# Data for this task:
# # # # #
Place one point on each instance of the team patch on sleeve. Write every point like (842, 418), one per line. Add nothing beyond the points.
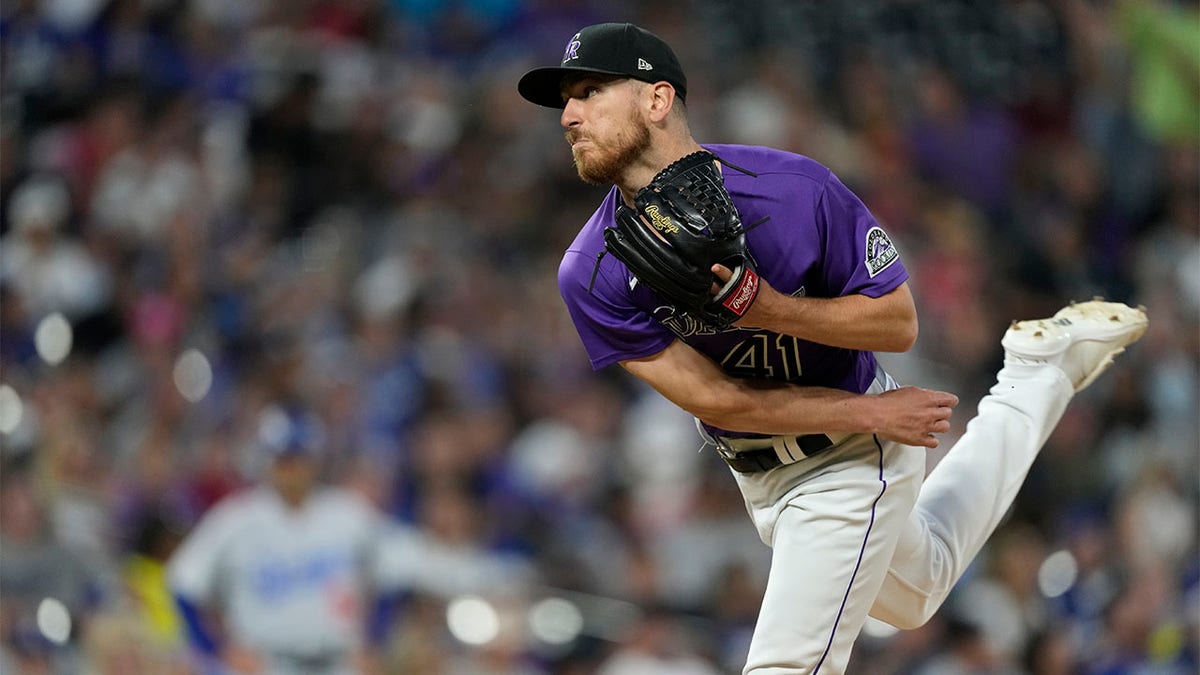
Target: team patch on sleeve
(881, 252)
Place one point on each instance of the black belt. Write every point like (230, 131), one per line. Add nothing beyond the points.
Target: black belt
# # # # #
# Work required:
Repeat each entry exactly as it appears; skip any picture.

# Written solution:
Place one point on each instance of the team patch on sleeve. Write every point like (842, 418), one per line. Add nothing beyond the points.
Target: team patch on sleeve
(881, 252)
Place one point on each instance of the black belt. Write every point like (230, 131), one per line. Add nothing beyond the points.
Target: black belt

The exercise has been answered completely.